• **Problem statement**
Which lines of the material below contain the word "green"? Pull out each of them and copy it in full, matching case exactly.

• **Input**
* Start *

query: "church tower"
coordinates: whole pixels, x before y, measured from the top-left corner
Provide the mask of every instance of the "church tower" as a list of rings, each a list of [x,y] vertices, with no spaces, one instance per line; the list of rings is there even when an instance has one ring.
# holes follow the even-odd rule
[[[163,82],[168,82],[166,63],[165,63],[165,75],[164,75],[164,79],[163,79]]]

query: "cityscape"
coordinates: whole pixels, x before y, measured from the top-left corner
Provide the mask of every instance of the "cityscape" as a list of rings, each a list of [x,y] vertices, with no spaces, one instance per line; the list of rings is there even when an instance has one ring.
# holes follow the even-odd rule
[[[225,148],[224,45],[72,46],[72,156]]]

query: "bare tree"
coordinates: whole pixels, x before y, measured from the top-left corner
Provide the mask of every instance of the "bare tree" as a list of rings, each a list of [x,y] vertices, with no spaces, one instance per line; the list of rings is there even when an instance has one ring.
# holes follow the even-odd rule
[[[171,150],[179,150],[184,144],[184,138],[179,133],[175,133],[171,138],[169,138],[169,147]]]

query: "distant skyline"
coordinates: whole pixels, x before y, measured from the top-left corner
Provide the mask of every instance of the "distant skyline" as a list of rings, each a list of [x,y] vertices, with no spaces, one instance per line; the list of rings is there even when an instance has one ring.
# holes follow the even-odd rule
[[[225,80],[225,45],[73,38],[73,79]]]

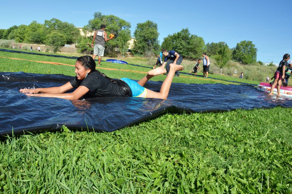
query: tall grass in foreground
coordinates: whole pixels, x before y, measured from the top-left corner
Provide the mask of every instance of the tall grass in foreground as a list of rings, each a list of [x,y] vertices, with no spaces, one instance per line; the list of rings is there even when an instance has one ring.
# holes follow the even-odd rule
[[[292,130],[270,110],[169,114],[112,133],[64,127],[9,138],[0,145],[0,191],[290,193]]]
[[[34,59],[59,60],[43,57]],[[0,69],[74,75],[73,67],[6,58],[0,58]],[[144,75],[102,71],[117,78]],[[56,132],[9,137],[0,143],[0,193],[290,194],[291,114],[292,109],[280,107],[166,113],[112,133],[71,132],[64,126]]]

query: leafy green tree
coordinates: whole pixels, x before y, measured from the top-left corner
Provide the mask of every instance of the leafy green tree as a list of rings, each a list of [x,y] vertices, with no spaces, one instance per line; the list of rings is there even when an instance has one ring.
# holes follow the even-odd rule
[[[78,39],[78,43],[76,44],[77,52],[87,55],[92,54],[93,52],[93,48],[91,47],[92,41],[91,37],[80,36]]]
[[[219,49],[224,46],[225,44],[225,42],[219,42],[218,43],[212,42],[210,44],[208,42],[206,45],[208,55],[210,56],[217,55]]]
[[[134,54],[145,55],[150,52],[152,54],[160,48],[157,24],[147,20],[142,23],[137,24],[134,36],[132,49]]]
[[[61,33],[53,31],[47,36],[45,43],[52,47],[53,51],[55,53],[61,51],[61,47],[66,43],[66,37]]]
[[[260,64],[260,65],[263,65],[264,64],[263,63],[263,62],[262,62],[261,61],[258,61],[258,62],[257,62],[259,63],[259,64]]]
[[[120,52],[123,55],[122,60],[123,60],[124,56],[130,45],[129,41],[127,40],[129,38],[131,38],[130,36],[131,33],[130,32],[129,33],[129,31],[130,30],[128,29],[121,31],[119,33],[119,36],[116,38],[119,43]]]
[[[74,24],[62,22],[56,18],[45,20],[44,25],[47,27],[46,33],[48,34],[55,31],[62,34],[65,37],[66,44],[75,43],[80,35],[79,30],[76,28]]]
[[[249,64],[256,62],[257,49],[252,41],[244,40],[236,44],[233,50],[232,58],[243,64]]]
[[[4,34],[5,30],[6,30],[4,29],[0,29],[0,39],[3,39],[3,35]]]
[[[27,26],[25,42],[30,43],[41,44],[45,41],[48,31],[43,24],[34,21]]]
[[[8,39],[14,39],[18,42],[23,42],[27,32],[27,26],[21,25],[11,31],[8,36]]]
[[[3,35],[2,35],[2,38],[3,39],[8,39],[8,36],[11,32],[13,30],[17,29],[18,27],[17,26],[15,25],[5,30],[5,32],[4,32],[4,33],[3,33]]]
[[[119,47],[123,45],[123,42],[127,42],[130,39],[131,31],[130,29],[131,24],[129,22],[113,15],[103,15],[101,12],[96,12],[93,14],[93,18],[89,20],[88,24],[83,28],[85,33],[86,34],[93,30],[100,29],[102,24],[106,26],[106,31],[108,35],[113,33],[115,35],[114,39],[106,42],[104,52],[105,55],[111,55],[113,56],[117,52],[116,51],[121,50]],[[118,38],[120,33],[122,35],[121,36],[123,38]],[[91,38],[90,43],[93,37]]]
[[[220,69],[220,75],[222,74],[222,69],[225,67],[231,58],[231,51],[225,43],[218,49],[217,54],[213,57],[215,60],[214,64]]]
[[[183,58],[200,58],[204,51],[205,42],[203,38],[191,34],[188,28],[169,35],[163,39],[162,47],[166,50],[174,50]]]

* End *
* Start *

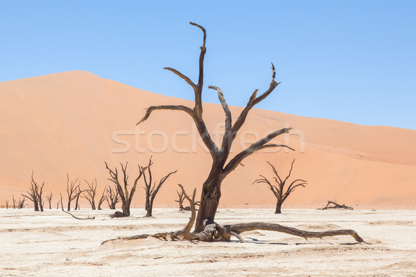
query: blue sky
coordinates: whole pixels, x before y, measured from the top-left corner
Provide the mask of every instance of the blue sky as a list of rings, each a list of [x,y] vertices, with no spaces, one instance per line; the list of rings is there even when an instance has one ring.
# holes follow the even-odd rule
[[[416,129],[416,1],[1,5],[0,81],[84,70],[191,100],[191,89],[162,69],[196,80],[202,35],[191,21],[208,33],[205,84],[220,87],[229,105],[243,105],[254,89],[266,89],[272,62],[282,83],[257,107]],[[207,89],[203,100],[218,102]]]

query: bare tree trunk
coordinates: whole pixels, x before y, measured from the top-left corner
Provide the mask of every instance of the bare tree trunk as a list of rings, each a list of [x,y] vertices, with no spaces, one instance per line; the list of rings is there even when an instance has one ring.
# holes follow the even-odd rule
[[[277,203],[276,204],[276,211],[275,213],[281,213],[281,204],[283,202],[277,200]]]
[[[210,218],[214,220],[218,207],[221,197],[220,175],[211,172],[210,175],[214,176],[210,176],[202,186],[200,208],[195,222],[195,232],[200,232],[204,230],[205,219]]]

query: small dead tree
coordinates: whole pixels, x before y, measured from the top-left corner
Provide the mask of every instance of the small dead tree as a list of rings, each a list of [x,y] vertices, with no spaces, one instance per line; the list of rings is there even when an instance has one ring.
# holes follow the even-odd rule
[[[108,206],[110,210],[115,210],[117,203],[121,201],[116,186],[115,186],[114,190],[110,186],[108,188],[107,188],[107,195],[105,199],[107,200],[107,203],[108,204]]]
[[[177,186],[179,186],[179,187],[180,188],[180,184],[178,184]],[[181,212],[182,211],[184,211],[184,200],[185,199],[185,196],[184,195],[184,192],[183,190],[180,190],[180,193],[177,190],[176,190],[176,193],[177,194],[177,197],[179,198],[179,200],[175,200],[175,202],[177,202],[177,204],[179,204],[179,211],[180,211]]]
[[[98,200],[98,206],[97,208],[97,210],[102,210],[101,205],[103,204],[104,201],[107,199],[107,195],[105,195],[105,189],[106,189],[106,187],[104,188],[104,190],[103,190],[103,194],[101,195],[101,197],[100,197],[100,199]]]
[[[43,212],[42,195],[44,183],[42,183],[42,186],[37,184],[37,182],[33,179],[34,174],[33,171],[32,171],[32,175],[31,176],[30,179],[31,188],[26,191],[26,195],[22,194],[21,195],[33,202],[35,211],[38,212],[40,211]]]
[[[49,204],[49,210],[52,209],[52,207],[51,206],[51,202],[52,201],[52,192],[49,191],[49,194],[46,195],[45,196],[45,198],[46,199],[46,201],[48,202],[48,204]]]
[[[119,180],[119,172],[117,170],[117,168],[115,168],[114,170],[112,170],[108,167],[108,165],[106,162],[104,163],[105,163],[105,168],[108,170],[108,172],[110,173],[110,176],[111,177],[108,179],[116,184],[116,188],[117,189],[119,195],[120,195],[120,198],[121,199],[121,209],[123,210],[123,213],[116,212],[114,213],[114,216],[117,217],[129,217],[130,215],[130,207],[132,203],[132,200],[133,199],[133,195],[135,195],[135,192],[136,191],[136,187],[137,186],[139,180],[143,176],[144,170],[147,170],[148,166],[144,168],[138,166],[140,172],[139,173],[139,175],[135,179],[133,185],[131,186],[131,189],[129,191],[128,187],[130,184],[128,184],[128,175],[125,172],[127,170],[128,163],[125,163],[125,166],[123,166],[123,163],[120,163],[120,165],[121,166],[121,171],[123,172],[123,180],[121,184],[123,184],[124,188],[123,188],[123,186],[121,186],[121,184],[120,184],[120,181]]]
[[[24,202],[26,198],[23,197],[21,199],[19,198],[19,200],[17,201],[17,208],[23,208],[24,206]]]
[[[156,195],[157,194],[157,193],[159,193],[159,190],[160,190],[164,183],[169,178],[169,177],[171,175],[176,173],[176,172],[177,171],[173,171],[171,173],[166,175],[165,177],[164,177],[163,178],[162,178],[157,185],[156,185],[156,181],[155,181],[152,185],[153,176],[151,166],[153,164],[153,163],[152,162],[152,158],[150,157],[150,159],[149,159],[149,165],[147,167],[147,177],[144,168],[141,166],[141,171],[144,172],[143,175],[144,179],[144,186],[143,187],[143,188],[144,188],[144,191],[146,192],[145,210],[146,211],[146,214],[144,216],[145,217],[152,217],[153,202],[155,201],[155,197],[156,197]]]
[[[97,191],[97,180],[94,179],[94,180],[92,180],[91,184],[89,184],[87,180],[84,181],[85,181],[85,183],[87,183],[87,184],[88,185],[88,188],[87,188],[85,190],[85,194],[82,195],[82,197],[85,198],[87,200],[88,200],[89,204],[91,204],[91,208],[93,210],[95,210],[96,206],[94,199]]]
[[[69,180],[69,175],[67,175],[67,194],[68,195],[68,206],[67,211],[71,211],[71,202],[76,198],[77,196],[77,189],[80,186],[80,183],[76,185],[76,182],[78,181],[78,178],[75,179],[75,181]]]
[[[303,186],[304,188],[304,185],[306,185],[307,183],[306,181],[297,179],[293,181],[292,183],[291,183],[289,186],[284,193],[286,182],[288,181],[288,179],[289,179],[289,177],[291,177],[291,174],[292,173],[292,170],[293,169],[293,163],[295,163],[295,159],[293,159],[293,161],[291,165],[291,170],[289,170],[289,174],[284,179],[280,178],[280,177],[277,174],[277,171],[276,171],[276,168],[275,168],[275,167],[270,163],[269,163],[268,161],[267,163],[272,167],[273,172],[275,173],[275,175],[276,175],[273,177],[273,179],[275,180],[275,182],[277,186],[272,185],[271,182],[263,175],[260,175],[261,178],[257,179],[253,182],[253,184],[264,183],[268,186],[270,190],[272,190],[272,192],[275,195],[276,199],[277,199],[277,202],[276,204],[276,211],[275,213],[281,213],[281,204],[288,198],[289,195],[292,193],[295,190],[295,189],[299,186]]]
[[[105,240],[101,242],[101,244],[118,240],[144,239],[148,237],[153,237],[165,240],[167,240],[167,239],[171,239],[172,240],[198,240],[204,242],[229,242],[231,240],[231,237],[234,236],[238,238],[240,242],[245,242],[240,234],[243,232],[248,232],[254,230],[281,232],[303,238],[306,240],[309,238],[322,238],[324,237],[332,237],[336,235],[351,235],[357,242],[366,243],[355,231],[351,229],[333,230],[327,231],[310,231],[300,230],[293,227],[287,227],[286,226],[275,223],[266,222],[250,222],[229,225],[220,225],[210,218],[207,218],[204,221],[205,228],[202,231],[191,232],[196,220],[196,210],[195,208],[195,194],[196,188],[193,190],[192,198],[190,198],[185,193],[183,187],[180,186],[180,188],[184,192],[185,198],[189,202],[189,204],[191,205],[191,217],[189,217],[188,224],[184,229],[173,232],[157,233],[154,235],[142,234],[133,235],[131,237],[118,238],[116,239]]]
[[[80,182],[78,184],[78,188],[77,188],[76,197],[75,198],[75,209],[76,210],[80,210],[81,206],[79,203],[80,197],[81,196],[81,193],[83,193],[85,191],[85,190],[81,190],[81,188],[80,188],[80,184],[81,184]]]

* End *

• **Written reply**
query: leafy green tree
Provide the mask of every instance of the leafy green tree as a list of rings, each a list of [x,y] vertices, with no spaces, one instance per line; the list of rings is there even when an instance has one ring.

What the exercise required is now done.